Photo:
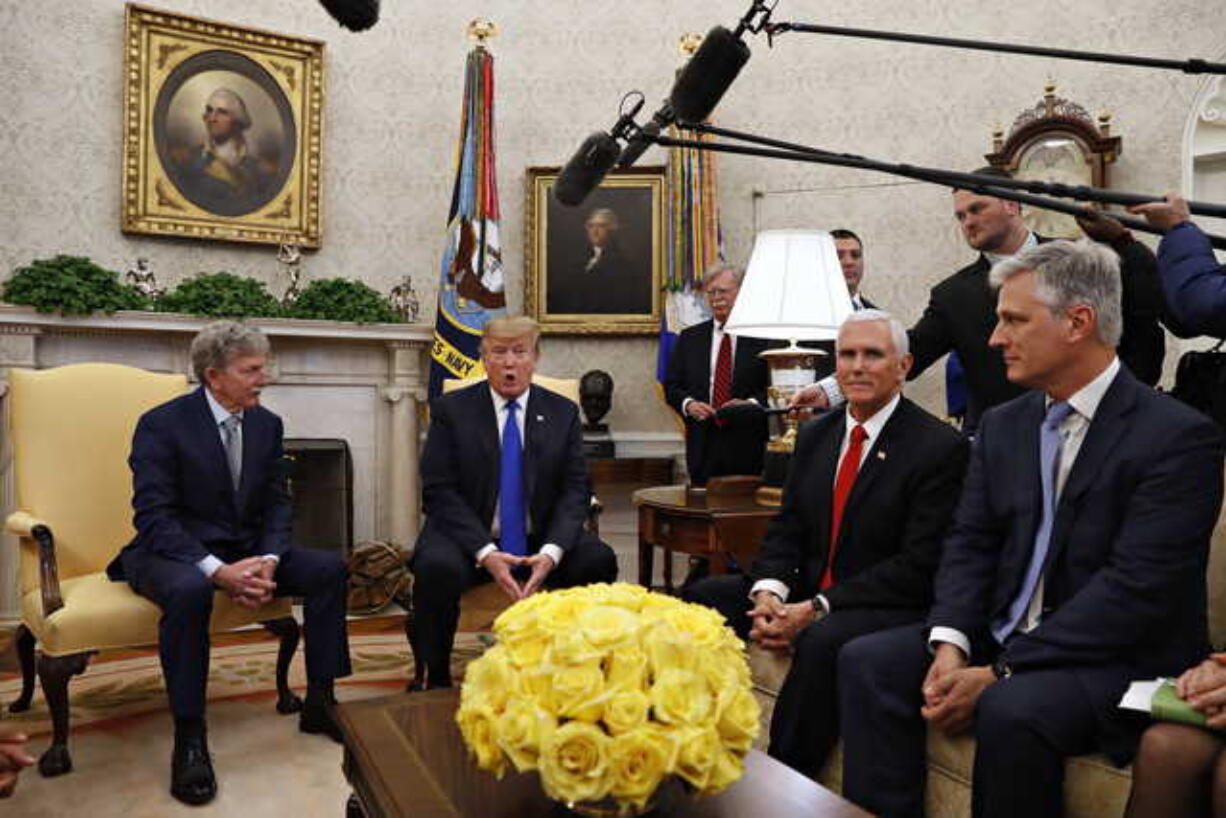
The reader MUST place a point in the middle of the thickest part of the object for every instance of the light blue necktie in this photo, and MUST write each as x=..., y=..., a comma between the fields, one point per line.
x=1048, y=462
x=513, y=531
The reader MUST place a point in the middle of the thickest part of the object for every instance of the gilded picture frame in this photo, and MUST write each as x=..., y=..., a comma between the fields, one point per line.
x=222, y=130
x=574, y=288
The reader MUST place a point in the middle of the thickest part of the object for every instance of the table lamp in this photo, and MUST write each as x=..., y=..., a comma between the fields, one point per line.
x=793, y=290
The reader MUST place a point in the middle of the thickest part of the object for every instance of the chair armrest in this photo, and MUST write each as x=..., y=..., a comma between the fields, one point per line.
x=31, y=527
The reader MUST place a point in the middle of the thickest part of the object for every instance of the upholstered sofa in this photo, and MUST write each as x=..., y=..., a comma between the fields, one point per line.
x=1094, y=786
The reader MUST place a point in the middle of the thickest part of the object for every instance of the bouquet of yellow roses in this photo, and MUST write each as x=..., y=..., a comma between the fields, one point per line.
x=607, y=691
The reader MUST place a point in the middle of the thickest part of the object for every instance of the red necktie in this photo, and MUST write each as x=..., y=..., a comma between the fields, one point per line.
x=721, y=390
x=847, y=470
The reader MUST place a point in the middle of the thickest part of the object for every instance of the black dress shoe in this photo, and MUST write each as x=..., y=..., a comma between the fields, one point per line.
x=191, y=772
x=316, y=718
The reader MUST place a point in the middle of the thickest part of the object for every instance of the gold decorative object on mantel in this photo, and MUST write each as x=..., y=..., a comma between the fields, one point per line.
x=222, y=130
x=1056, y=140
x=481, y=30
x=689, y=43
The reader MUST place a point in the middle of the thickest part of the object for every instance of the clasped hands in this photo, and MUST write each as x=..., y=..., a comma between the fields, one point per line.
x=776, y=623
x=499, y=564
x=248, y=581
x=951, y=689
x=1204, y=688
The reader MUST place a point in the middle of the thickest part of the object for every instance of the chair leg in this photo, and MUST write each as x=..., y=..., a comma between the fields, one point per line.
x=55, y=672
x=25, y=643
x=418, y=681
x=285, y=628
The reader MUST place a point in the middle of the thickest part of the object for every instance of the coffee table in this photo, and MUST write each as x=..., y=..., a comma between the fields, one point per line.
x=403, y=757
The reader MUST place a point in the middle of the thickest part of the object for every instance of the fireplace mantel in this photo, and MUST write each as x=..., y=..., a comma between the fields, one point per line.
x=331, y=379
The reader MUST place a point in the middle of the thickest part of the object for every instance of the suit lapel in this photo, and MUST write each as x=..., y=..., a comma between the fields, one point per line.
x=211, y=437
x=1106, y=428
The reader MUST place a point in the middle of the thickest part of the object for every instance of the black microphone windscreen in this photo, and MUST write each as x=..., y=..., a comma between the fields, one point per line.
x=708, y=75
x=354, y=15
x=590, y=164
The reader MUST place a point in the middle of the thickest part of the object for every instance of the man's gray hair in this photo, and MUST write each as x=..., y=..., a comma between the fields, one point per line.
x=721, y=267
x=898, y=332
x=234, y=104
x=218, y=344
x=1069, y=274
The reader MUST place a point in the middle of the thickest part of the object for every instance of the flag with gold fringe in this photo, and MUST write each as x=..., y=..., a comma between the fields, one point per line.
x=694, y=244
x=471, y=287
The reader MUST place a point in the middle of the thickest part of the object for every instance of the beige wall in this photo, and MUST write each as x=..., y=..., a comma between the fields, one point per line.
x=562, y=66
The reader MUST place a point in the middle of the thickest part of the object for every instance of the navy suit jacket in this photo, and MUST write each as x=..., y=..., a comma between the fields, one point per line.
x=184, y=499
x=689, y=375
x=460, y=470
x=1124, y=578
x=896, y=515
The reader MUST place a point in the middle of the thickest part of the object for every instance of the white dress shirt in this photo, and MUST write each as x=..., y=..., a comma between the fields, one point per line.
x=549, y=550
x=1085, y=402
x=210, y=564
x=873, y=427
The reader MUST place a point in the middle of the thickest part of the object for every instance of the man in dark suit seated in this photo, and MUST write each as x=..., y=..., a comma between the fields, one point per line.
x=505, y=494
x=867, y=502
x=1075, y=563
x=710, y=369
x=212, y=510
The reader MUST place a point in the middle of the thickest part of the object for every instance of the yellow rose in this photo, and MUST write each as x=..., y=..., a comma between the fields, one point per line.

·····

EXERCISE GOAL: Format every line of text in the rows above as a Markdown table with two columns, n for the line number and Line for the line itself. Skip blank lines and leave the pictures out.

SOLUTION FOR THIS EXERCISE:
| n | Line |
|---|---|
| 1 | Photo: |
| 2 | The reader MUST place a point in the middle of the thickest part of the object for every instance of the light blue necktie in this photo, and MUST write each as x=..., y=..., a comma between the fields, one point per line. |
| 3 | x=1048, y=462 |
| 4 | x=513, y=531 |
| 5 | The reader MUST place a point in the middle of the thickest part of the object for every instance of the gilded picture frame in this photo, and MUST write each as x=..., y=..., a comma between the fields, one point per line. |
| 6 | x=222, y=130 |
| 7 | x=574, y=288 |
| 8 | The reader MUST place a point in the middle of the thickest part of the object for every instance of the table lamp in this photo, and MUST write each as x=..., y=..., a comma between the fields, one point per line. |
| 9 | x=793, y=290 |
| 10 | The reader MUST place a point in the middle of the thickest part of the object for every instance of the chair armrest in this photo, and MUST write each as x=..., y=..., a comma between the fields, one point per line. |
| 11 | x=31, y=527 |
| 12 | The reader MUST place a point in the middle of the thickest part of the object for every instance of the upholstered sofa in this photo, and MUST write each as x=..., y=..., a comma between the fields, one point per line. |
| 13 | x=1094, y=786 |
| 14 | The reader MUST place a point in the middle of the thickest part of the object for every instance of the bouquet of yellow roses in this photo, and MUST write each as x=..., y=..., a comma between the fields, one point per line. |
| 15 | x=607, y=691 |
| 16 | The reader MUST place a point in the middle of the thickest part of the object for every instance of the red necktie in this photo, and MUST write each as x=..., y=..., a comma between the fields, one point per line. |
| 17 | x=721, y=390 |
| 18 | x=847, y=470 |
| 19 | The reader MUST place a point in the middle of the thickest part of the object for every instance of the black dress shoe in this photo, and MUST write each as x=..., y=..., a comma between the fields, one point per line. |
| 20 | x=191, y=772 |
| 21 | x=316, y=718 |
| 22 | The reader MUST place a point in the middle of the thickest part of the object for every instance of the gold decorative object on mantel in this photo, and MUST write each as x=..., y=..., a comma between the fields, one point per line. |
| 23 | x=222, y=130 |
| 24 | x=1056, y=140 |
| 25 | x=481, y=30 |
| 26 | x=689, y=43 |
| 27 | The reader MUST place a point in the middle of the thickest part of the object for every instance of the clasped hands in this photo, and MUST write each as x=..., y=..., a comma between the fields, one point per line. |
| 28 | x=776, y=623 |
| 29 | x=499, y=564 |
| 30 | x=248, y=581 |
| 31 | x=951, y=689 |
| 32 | x=1204, y=688 |
| 33 | The reader MUST place a point in the middle of the thickest part of the object for every instance of the chair leg in this photo, and MUST write each as x=..., y=..., a comma between the fields, one point per line. |
| 34 | x=55, y=672 |
| 35 | x=25, y=643 |
| 36 | x=418, y=681 |
| 37 | x=285, y=628 |
| 38 | The reader MUST place a point in the middle of the thickest part of the object for every instance of the coffee table in this photo, and MUST write each as x=..., y=..., a comma between the fields, one point per line. |
| 39 | x=403, y=757 |
| 40 | The reader MUST place a point in the middle of the thickest part of the object for every instance of the fireplace mantel in this photo, and MUST write each as x=..., y=..., a comma between the fields, one point per line. |
| 41 | x=331, y=379 |
| 42 | The reader MUST place a point in the middle of the thickest part of the object for every instance of the suit lapel in this photo, and MUST write each as x=..., y=..., a comma between the fields, one point per line. |
| 43 | x=211, y=437 |
| 44 | x=1106, y=428 |
| 45 | The reader MUST place a point in the middle of the thickest part of the object for every instance of the black microphone windscreen in this photo, and MUST write each as x=..., y=..., a comma between the fields, one point per line. |
| 46 | x=708, y=75 |
| 47 | x=354, y=15 |
| 48 | x=590, y=164 |
| 49 | The reader MUST place a point in the middle of the thickest part of the object for every instance of the man's gray hair in this photo, and MUST write each as x=..., y=..., a comma between the fields, one point per line. |
| 50 | x=721, y=267 |
| 51 | x=898, y=332 |
| 52 | x=234, y=104 |
| 53 | x=218, y=344 |
| 54 | x=1069, y=274 |
| 55 | The reader MUST place a point in the middle of the thickest part of the object for every instance of the flag with gold fringe in this photo, and MUST write each as x=..., y=..., a comma between the fields, one point per line. |
| 56 | x=694, y=244 |
| 57 | x=471, y=287 |
| 58 | The reader MUST place a point in the middle of the thickest part of the object for every instance of the beige wall in this photo, and MUST write each as x=..., y=..., a comma between the fields, one point per line. |
| 59 | x=562, y=66 |
| 60 | The reader MUST place a point in the middle of the thickest part of the object for every instance of the navy suit jacket in this photo, and MUST write each as x=..., y=..., a comma between the fields, one point per line. |
| 61 | x=184, y=499 |
| 62 | x=689, y=375 |
| 63 | x=460, y=470 |
| 64 | x=1124, y=578 |
| 65 | x=896, y=515 |
| 66 | The reader MUST place a point in the middle of the thickest part of the object for every instance of the white dress shirt in this photo, and MUST write each as x=..., y=..., a comma between the fields, one point per line. |
| 67 | x=549, y=550 |
| 68 | x=1085, y=402 |
| 69 | x=210, y=564 |
| 70 | x=873, y=427 |
| 71 | The reader MUST place a point in the middle of the thickest part of the object for every instance of the man in dark suit seated in this photo, and MUST write each as x=..., y=..., a comma between the fields, one point per line. |
| 72 | x=505, y=494 |
| 73 | x=867, y=502 |
| 74 | x=1075, y=563 |
| 75 | x=710, y=369 |
| 76 | x=212, y=510 |
| 77 | The reader MUST place a point in the middle of the thickest part of the object for every instance of the yellow rose in this photo, and MUST write each as x=..., y=..., a comma between the fields, one point per line. |